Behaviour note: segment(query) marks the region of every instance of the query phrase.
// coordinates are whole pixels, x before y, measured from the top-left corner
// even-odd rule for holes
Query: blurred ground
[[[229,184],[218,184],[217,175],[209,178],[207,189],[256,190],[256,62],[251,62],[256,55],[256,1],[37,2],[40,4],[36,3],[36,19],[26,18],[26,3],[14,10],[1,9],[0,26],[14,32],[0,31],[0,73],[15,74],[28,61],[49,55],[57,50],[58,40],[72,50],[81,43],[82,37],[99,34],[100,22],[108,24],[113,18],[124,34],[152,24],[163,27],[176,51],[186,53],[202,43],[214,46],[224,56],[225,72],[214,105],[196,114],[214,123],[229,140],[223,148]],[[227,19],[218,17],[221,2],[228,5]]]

# # # # # # #

▸ TÂCHE: Recopiez à l'identique l'ensemble des enregistrements ci-dessus, sans rien changer.

▸ RÉSULTAT OBTENU:
Behaviour note: segment(query) marks the region of every instance of the query phrase.
// coordinates are whole pixels, x before y, measured from the top-left corner
// even-odd rule for holes
Query: blurred ground
[[[229,184],[218,184],[217,175],[209,178],[207,189],[256,190],[256,62],[251,62],[256,55],[256,1],[37,2],[40,4],[36,3],[36,19],[26,18],[26,3],[14,10],[1,9],[0,26],[14,32],[0,31],[0,73],[15,74],[28,61],[49,55],[57,50],[58,40],[72,50],[81,43],[82,37],[99,34],[100,22],[108,24],[113,18],[124,34],[152,24],[163,27],[176,51],[186,53],[202,43],[214,46],[224,56],[225,72],[214,105],[196,114],[214,123],[229,140],[223,148]],[[227,19],[218,17],[221,2],[228,5]]]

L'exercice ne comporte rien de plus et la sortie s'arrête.